Work to complete: Beginning with the line where "Provide the location of every instance of the green" appears, retype every remaining line of the data below, both the first and last included.
────────────────────────────────────────
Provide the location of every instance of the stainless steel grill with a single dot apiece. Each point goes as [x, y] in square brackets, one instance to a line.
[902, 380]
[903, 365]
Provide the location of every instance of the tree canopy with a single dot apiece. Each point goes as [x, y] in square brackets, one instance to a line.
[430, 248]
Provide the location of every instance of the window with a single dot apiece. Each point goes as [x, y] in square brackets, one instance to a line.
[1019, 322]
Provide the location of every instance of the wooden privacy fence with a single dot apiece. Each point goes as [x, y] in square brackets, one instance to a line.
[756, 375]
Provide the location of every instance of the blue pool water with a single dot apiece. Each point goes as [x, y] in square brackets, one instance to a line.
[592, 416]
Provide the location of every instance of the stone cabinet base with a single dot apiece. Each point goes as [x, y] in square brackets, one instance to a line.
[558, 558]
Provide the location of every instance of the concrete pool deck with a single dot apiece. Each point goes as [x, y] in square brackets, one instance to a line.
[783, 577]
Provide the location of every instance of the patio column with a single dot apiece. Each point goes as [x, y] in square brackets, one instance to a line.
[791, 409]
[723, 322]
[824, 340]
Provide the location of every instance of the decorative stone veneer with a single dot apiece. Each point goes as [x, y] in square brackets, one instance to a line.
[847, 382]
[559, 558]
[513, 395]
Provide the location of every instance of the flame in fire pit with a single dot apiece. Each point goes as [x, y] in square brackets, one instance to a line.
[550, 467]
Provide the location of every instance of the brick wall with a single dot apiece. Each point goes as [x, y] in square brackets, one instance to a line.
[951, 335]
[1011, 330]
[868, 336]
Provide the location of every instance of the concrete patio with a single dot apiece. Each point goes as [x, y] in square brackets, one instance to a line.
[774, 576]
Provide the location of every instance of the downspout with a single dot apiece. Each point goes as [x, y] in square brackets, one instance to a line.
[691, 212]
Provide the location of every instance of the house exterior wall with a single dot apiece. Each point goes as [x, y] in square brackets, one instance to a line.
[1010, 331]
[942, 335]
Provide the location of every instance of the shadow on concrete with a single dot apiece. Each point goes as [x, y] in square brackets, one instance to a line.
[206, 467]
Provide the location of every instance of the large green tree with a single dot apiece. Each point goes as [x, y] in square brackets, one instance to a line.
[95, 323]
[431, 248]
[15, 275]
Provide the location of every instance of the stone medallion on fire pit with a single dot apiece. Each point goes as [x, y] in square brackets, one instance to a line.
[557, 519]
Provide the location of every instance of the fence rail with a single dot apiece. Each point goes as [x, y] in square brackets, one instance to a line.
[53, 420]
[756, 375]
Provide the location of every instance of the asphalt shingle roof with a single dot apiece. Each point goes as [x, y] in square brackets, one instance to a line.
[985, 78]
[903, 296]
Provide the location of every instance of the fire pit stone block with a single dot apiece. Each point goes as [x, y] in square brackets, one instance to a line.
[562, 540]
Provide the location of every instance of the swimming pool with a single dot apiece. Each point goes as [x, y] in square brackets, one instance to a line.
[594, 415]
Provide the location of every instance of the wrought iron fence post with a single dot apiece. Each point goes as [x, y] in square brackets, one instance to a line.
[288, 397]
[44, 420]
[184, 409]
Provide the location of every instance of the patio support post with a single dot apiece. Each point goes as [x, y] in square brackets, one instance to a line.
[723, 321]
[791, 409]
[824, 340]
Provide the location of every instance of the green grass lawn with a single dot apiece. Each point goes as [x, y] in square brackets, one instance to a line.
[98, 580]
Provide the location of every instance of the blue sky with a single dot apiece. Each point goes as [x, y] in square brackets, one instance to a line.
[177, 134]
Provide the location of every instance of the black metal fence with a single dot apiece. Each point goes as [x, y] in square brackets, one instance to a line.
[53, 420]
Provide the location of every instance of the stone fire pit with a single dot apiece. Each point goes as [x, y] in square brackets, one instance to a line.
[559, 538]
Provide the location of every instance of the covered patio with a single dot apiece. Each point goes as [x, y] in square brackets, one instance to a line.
────────────────────────────────────────
Output of the task:
Provide the location of every instance of the green grass lawn with a single dot apiece. Each point goes as [x, y] in square brackets, one instance to a line.
[98, 580]
Provide the location of every instance of the blue sky with a single dot apiece. Each point goes as [x, y] in square brackets, one instance to a line.
[177, 134]
Provide the location of every instance of the black metal fence with a single dot apiece. Each point goes as [x, y] in square brackets, one instance to a line.
[53, 420]
Provide the location of every instance of the stone fire pit with a single dot apiece. Each point goes as [x, y] in square brackets, one instance to a line.
[559, 538]
Provide the location of every instance of the covered patio with a single dot apiece. Each point goes as [x, y] in square brackets, one instance to a line.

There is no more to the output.